Items from a dataset:
==*==

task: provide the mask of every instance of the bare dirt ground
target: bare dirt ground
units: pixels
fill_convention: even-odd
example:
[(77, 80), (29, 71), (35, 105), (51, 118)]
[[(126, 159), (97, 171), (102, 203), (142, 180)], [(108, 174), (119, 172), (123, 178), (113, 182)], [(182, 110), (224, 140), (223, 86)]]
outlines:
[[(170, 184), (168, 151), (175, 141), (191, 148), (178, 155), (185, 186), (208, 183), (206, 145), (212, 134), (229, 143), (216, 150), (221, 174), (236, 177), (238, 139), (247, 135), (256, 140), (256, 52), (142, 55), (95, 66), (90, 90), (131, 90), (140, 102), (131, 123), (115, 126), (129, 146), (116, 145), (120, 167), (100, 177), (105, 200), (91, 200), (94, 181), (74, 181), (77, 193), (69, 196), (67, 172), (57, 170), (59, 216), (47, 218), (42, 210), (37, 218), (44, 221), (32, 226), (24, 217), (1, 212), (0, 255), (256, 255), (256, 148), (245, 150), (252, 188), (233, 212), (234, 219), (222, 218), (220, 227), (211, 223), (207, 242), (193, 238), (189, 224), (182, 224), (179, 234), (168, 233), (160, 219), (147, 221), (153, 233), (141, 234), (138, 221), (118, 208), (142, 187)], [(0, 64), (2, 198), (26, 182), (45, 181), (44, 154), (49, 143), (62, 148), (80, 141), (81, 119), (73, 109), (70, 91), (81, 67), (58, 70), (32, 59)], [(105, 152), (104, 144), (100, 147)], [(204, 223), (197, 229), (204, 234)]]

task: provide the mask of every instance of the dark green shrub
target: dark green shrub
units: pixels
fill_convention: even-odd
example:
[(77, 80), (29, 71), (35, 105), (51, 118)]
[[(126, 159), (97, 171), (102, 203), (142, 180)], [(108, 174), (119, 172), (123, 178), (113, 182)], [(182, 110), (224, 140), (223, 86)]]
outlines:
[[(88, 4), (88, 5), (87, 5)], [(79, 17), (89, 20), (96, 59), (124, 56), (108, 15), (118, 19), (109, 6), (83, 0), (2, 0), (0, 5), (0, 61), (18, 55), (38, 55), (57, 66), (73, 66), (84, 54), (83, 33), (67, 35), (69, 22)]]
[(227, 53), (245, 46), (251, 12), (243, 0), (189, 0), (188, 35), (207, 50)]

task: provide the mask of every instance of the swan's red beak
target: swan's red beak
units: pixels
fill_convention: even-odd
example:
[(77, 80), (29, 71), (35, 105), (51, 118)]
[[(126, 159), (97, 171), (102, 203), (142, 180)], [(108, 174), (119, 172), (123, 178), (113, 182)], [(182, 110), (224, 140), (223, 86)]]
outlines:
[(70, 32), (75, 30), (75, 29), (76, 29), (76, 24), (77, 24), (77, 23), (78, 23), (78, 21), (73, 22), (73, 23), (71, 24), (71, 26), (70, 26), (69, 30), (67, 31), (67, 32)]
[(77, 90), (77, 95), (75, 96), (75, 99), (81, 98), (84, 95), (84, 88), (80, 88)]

==*==

§ **Stated exercise**
Reproduce the entire listing above word for word, with no changes.

§ **Solution**
task: provide the mask of every instance of the bare dirt ground
target: bare dirt ground
units: pixels
fill_convention: even-odd
example:
[(77, 80), (29, 71), (35, 105), (51, 118)]
[[(126, 159), (97, 171), (102, 203), (142, 180)], [(108, 174), (119, 172), (123, 178), (113, 182)], [(182, 110), (224, 140), (223, 86)]]
outlines:
[[(170, 184), (168, 151), (175, 141), (191, 148), (178, 155), (185, 186), (208, 183), (206, 145), (212, 134), (229, 143), (216, 150), (221, 174), (236, 177), (238, 139), (247, 135), (256, 140), (256, 52), (142, 55), (95, 66), (90, 90), (131, 90), (140, 102), (131, 123), (115, 126), (129, 146), (116, 145), (120, 167), (100, 177), (105, 200), (91, 200), (94, 181), (74, 181), (77, 193), (69, 196), (67, 172), (57, 170), (59, 216), (47, 218), (42, 210), (37, 218), (44, 221), (32, 226), (24, 217), (1, 212), (0, 255), (256, 255), (256, 148), (245, 150), (252, 188), (233, 212), (234, 219), (222, 218), (220, 227), (211, 223), (207, 242), (193, 238), (189, 224), (182, 224), (179, 234), (168, 233), (160, 219), (147, 221), (153, 233), (141, 234), (138, 221), (118, 208), (142, 187)], [(0, 64), (2, 198), (26, 182), (45, 181), (44, 154), (49, 143), (62, 148), (80, 141), (81, 119), (73, 109), (70, 91), (81, 67), (58, 70), (32, 59)], [(105, 152), (104, 144), (100, 147)], [(204, 223), (197, 229), (204, 234)]]

task: provide the mask of every instance of the dark green shrub
target: dark green shrub
units: pixels
fill_convention: even-odd
example:
[(77, 80), (29, 71), (35, 105), (51, 118)]
[[(126, 159), (97, 171), (102, 203), (142, 180)], [(108, 174), (119, 172), (123, 178), (113, 182)], [(182, 110), (224, 140), (223, 86)]]
outlines:
[[(88, 4), (88, 5), (87, 5)], [(79, 17), (89, 20), (96, 59), (124, 56), (108, 15), (118, 19), (109, 6), (83, 0), (2, 0), (0, 5), (0, 61), (18, 55), (38, 55), (57, 66), (73, 66), (84, 54), (83, 33), (67, 35), (69, 22)]]
[(227, 53), (245, 46), (251, 12), (243, 0), (189, 0), (188, 35), (207, 50)]

task: provide the mask of every instance of the swan's red beak
target: swan's red beak
units: pixels
fill_convention: even-odd
example:
[(77, 80), (29, 71), (35, 105), (51, 118)]
[[(126, 159), (97, 171), (102, 203), (142, 180)], [(108, 174), (119, 172), (123, 178), (113, 182)], [(182, 110), (224, 140), (223, 86)]]
outlines:
[(70, 32), (75, 30), (75, 29), (76, 29), (76, 24), (77, 24), (77, 23), (78, 23), (78, 21), (73, 22), (73, 23), (71, 24), (71, 26), (70, 26), (69, 30), (67, 31), (67, 32)]
[(77, 90), (77, 95), (75, 96), (75, 99), (81, 98), (84, 95), (84, 88), (80, 88)]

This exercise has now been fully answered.